Task description - Exactly reproduce the line containing "locate: street lamp" together with every line after it, through the end of the entries, and give nothing more.

Given information -
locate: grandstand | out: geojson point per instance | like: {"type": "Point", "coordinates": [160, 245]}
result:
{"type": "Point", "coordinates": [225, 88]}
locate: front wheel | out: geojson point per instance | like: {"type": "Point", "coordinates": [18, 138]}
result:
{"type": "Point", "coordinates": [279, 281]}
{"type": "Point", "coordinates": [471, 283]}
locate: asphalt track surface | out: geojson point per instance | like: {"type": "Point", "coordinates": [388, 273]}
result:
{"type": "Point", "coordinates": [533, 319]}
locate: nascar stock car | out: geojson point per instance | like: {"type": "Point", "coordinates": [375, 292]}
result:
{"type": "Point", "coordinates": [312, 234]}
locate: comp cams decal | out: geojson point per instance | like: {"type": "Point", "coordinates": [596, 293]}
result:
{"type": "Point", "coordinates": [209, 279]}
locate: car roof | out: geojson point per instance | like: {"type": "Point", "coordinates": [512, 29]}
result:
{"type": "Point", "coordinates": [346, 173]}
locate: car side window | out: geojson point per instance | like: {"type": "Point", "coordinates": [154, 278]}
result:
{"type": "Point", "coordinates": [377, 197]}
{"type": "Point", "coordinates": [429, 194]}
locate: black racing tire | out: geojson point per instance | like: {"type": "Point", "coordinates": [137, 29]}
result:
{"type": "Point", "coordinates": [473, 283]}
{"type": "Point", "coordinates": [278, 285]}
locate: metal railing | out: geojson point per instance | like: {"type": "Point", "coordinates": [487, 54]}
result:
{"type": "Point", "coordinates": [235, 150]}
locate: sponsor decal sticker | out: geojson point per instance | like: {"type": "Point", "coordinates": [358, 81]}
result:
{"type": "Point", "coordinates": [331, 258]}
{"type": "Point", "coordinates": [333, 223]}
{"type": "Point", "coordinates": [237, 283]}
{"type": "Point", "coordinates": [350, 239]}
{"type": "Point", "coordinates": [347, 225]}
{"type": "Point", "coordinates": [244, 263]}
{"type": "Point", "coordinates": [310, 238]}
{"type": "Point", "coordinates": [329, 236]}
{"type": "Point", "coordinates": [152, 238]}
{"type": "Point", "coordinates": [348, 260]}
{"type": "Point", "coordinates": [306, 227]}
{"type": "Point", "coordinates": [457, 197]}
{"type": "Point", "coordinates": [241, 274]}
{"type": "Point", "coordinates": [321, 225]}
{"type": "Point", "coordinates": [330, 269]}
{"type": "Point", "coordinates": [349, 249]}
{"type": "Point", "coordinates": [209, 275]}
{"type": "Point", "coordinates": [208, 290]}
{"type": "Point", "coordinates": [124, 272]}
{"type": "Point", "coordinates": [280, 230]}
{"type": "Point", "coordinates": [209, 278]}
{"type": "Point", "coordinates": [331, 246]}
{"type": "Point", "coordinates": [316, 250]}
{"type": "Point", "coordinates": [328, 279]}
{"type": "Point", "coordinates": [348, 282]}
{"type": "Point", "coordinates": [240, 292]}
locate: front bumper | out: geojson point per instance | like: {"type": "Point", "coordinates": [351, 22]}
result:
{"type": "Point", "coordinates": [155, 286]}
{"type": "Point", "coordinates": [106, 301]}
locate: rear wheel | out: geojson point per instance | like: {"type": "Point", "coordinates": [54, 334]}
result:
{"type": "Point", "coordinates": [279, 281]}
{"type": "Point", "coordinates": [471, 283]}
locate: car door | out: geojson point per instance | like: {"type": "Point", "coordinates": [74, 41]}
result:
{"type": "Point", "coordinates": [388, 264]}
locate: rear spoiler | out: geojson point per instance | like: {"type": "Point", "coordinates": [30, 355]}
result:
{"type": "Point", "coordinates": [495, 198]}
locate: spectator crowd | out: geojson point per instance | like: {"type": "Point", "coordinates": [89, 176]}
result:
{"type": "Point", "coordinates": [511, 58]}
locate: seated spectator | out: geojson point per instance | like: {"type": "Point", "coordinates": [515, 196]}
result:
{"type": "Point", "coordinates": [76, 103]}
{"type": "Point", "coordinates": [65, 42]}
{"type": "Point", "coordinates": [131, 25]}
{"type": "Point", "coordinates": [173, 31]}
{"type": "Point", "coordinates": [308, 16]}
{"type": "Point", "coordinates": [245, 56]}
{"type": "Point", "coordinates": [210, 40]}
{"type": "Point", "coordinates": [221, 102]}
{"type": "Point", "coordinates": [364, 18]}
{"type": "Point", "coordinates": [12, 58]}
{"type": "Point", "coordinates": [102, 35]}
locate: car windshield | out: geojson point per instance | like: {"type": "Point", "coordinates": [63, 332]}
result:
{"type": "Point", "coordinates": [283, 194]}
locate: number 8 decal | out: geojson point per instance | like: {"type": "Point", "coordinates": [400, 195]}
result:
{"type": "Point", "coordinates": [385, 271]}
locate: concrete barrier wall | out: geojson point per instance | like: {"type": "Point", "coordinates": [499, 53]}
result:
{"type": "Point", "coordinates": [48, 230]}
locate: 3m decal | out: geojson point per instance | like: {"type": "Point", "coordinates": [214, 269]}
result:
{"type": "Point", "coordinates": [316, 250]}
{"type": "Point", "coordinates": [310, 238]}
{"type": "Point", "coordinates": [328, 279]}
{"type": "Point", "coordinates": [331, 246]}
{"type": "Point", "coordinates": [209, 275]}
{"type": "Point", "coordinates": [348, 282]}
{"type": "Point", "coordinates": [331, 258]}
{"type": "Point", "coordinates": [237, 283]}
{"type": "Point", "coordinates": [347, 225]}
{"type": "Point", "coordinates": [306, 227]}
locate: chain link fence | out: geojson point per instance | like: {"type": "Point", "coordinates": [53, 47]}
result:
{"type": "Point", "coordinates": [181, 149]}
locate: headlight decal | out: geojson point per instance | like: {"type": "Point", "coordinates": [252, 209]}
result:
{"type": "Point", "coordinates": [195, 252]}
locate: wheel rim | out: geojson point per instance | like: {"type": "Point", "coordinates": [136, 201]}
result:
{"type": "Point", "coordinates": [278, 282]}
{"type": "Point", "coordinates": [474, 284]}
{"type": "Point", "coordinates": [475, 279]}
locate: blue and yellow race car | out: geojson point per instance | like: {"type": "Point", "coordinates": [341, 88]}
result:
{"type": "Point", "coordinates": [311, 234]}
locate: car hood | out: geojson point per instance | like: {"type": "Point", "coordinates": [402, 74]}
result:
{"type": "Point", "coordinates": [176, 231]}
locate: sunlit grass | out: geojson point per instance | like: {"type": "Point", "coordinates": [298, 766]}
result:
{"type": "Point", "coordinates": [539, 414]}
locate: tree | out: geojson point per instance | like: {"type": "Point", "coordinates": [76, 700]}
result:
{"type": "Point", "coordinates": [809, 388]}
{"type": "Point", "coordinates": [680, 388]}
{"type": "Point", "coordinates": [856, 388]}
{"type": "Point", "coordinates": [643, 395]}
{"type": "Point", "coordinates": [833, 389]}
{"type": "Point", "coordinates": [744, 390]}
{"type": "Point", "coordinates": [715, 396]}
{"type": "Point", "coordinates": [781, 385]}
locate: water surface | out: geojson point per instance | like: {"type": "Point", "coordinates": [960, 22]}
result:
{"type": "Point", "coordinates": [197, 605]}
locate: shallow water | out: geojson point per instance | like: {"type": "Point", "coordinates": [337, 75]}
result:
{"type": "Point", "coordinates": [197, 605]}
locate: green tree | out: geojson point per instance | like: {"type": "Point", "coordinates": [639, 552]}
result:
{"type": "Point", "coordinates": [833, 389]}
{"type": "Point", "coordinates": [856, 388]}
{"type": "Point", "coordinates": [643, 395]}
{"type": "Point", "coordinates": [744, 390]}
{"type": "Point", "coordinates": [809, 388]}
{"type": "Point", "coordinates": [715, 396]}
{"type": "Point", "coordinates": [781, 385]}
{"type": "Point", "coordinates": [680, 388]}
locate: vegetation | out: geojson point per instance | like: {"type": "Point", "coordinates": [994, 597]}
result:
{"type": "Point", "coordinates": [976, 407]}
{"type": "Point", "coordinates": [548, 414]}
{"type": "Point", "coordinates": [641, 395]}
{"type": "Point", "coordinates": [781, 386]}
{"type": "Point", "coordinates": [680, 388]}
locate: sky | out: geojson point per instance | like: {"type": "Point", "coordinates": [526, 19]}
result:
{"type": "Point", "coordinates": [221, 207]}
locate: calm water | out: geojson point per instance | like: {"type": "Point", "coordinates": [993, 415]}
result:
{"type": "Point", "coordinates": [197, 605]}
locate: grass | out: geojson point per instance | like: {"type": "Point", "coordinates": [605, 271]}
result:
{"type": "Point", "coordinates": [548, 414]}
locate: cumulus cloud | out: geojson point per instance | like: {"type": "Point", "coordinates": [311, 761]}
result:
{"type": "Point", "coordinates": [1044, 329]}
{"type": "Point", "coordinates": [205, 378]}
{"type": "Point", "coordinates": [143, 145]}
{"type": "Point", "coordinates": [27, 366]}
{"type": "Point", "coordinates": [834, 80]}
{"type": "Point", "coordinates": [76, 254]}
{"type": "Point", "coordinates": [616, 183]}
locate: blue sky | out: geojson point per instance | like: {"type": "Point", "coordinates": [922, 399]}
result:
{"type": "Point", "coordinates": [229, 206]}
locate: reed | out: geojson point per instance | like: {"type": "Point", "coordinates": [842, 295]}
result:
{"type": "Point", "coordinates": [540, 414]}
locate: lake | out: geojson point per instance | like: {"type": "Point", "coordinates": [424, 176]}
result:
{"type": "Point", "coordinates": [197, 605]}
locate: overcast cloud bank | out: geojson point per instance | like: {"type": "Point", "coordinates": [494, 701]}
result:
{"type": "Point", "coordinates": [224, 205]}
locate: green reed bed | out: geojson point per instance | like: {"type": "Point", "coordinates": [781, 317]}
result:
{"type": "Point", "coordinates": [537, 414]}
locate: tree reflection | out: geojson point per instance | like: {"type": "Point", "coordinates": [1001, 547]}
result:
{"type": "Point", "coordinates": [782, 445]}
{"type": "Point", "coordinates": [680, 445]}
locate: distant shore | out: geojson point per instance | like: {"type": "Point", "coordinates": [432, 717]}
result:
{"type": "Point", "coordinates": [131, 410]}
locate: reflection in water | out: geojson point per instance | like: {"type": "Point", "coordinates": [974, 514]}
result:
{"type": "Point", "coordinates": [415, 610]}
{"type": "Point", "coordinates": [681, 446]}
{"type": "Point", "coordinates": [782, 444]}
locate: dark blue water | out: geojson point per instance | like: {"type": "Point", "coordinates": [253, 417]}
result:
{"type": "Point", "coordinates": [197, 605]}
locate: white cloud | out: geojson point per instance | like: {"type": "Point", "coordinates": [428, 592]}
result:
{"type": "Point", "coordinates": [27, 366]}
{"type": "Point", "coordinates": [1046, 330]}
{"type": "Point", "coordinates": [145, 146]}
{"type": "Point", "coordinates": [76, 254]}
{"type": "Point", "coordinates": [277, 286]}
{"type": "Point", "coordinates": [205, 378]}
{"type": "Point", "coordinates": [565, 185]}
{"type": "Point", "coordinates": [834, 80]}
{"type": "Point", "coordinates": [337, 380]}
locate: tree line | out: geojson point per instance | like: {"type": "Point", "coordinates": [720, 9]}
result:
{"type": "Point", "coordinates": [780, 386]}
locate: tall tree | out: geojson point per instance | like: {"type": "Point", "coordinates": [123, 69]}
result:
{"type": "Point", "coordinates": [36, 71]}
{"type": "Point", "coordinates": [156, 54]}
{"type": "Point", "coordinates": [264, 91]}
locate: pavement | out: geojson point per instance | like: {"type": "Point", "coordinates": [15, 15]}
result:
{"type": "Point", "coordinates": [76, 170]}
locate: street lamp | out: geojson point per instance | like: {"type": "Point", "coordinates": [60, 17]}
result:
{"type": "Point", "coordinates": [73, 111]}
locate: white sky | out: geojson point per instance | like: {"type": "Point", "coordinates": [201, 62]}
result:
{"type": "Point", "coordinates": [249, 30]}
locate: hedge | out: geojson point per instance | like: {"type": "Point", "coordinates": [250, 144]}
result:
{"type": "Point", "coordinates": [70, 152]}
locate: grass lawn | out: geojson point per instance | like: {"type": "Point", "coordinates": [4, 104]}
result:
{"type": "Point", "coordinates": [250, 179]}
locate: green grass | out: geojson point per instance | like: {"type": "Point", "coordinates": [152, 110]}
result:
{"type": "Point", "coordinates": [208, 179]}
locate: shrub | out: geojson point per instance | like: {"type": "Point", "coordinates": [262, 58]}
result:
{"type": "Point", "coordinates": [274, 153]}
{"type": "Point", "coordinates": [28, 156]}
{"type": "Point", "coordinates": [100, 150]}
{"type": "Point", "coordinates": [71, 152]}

Finished exercise -
locate: street lamp | out: geojson point per instance | like: {"type": "Point", "coordinates": [60, 17]}
result:
{"type": "Point", "coordinates": [73, 111]}
locate: white sky | out: geojson point per instance | like: {"type": "Point", "coordinates": [201, 62]}
result:
{"type": "Point", "coordinates": [249, 30]}
locate: hedge | out: geojson point per instance | like: {"type": "Point", "coordinates": [250, 144]}
result:
{"type": "Point", "coordinates": [70, 152]}
locate: grass lawn | out: geojson point per instance | like: {"type": "Point", "coordinates": [4, 104]}
result:
{"type": "Point", "coordinates": [250, 179]}
locate: green grass | out: geojson point per instance | like: {"type": "Point", "coordinates": [152, 110]}
result:
{"type": "Point", "coordinates": [208, 179]}
locate: shrub | out: geojson point per instance | like: {"type": "Point", "coordinates": [262, 58]}
result:
{"type": "Point", "coordinates": [274, 153]}
{"type": "Point", "coordinates": [28, 156]}
{"type": "Point", "coordinates": [100, 150]}
{"type": "Point", "coordinates": [71, 152]}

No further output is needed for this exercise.